WHAT YOU SHOULD DO:
Copy the records starting at the line that has "of the spiral" and ending with the line that has "Target: wispy cloud", replacing "lesson" with "exercise" and changing nothing else. Leave the pictures out.
▼▼▼
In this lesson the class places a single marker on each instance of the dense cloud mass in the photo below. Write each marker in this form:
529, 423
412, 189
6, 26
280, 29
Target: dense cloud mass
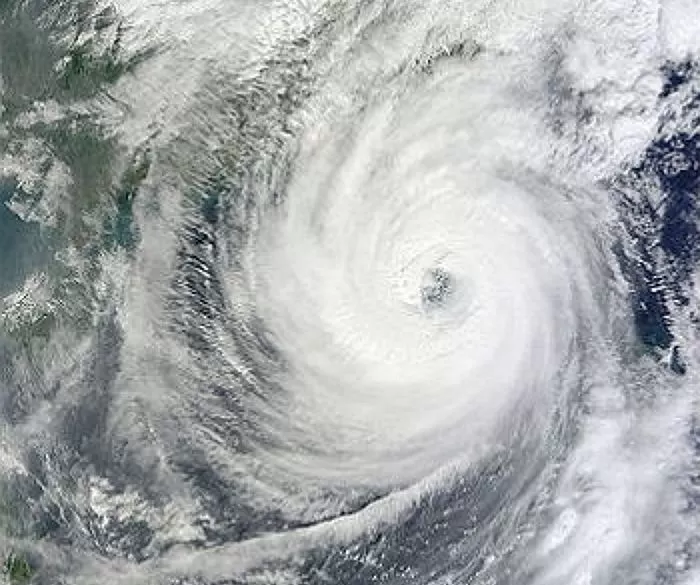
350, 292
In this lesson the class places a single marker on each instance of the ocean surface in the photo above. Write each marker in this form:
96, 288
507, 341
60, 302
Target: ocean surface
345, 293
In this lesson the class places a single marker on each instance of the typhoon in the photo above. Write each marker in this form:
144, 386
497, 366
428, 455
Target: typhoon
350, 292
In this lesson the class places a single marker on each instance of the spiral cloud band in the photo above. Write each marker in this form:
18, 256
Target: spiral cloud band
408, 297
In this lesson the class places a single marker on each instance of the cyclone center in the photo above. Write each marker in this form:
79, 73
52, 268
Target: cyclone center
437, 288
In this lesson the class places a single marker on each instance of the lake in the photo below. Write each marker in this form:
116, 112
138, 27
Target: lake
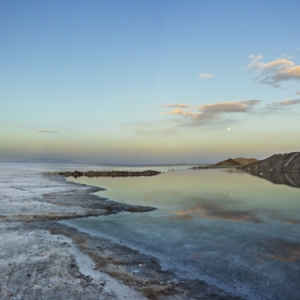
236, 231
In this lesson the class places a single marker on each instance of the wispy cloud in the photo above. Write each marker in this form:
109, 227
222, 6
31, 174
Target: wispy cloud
▲▲▲
▼▼▼
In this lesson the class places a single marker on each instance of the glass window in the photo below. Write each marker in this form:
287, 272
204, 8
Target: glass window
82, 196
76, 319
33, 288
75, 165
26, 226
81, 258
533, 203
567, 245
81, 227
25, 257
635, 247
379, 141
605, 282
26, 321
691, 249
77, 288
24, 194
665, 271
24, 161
▲▲▲
RESPONSE TO THIS TASK:
In this exercise the class places a single marker on each instance of the spiral cloud band in the photo above. Write each marker in this form:
18, 256
Target: spiral cloud band
408, 297
In this exercise the class places a single marker on each instance of the cyclone center in the photo above. Write each marker in this form:
79, 73
52, 268
Target: cyclone center
437, 288
In this exercise the class places a single marker on each instance of the lake in the photo below. Write each marker in this form:
116, 112
138, 27
Target: lake
236, 231
In this exercise the class places a single marker on each instance of the wispy cloud in the photo above. Write each marker in this form:
109, 227
222, 6
31, 174
Target: wispy cloud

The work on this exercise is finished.